Items from a data source:
Segment Open

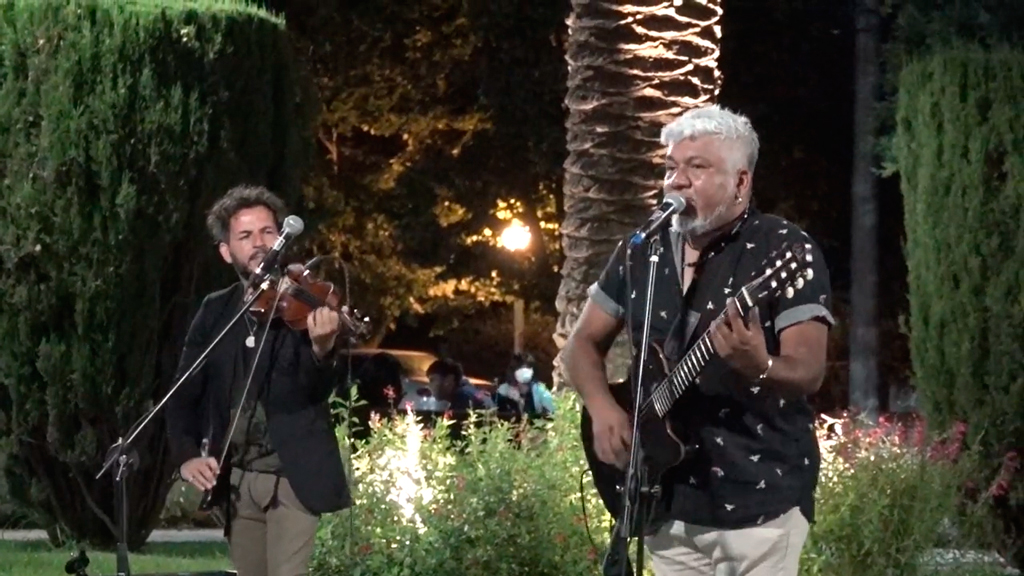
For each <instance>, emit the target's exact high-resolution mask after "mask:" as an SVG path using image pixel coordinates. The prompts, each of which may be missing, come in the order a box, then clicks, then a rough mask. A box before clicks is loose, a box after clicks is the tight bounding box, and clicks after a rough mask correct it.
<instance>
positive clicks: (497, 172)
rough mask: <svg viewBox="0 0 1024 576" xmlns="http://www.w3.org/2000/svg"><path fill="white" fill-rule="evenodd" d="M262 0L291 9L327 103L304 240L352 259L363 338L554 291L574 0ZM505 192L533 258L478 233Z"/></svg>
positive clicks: (311, 64)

Segment Closed

### Activity
Each line from the one with "rough mask: <svg" through the end of the records above should be written out exactly. No other line should appear.

### Problem solution
rough mask: <svg viewBox="0 0 1024 576" xmlns="http://www.w3.org/2000/svg"><path fill="white" fill-rule="evenodd" d="M262 0L291 9L327 103L304 240L352 259L363 338L554 291L574 0ZM505 192L533 258L478 233Z"/></svg>
positive clicks: (311, 64)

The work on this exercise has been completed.